BUS3050 builds the communication competencies that professionals need to exchange information effectively, influence decisions, resolve conflicts, and lead teams across the full range of organizational contexts — from one-on-one conversations and team meetings to presentations, reports, and crisis communications.
Organizational communication flows
| Direction | Description | Examples |
|---|---|---|
| Downward | From upper management to employees — directives, policies, feedback | Strategy announcements, performance reviews, training |
| Upward | From employees to management — feedback, reports, concerns | Progress reports, employee surveys, suggestion systems |
| Horizontal | Between peers at the same organizational level | Cross-functional collaboration, peer feedback, team coordination |
| Diagonal | Between people at different levels and different departments | Project teams, matrix structures, cross-functional task forces |
| External | Between the organization and outside stakeholders | Customer service, media relations, investor communications, supplier negotiations |
What BUS3050 covers
The transactional model of communication replaced the earlier linear (transmission) model by recognizing that communication is a simultaneous, mutual process — both parties send and receive messages at the same time, and both are simultaneously senders and receivers. Noise (anything that interferes with the transmission or interpretation of a message) exists at multiple levels: physical noise (environmental distractions), semantic noise (differences in word meaning, jargon), psychological noise (emotions, biases, and assumptions that distort interpretation), and physiological noise (physical states that affect attention and processing). Effective communicators actively manage noise in all its forms, which requires both self-awareness (what biases and emotional states are affecting how I am sending and receiving?) and audience awareness (what semantic or psychological noise might be affecting how my message is received?).

### DATASET EXCERPT:

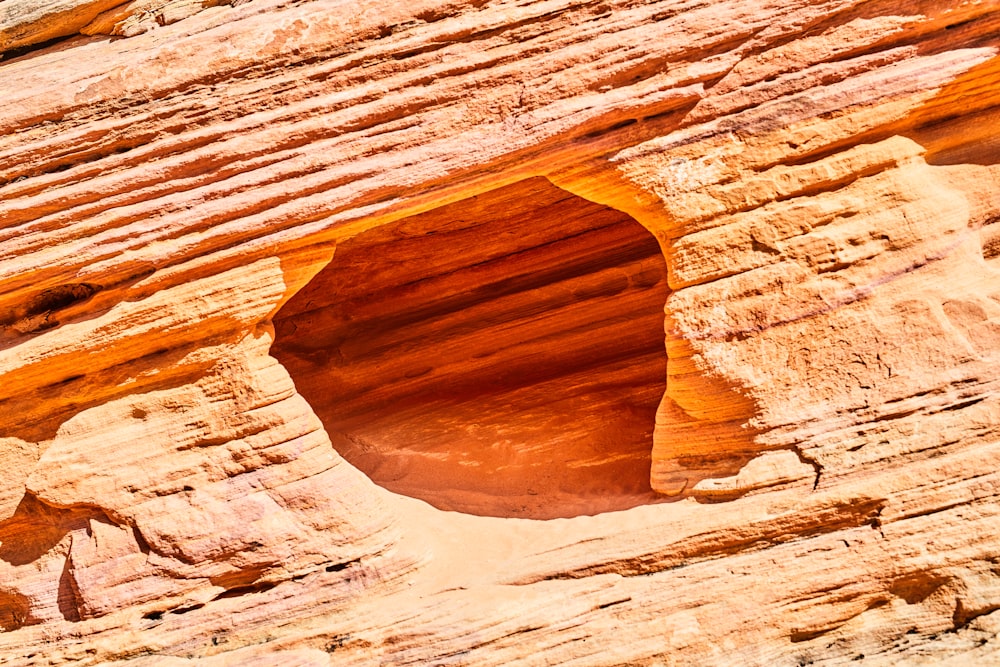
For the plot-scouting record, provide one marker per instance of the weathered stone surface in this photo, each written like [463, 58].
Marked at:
[238, 240]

### EXERCISES:
A: State whether each statement agrees with the BUS3050 course text, answering yes or no and quoting the words of the text that decide it: (i) Employee surveys are given as an example of upward communication. (ii) Semantic noise is described as environmental distractions. (iii) The transactional model of communication replaced an earlier model.
B: Copy, word for word, the stretch of the BUS3050 course text from "BUS3050 builds the" through "and crisis communications.".

### FINAL ANSWERS:
A:
(i) Yes: "Progress reports, employee surveys, suggestion systems" appears as the examples for upward communication.
(ii) No: "physical noise (environmental distractions), semantic noise (differences in word meaning, jargon)".
(iii) Yes: "The transactional model of communication replaced the earlier linear (transmission) model".

B:
BUS3050 builds the communication competencies that professionals need to exchange information effectively, influence decisions, resolve conflicts, and lead teams across the full range of organizational contexts — from one-on-one conversations and team meetings to presentations, reports, and crisis communications.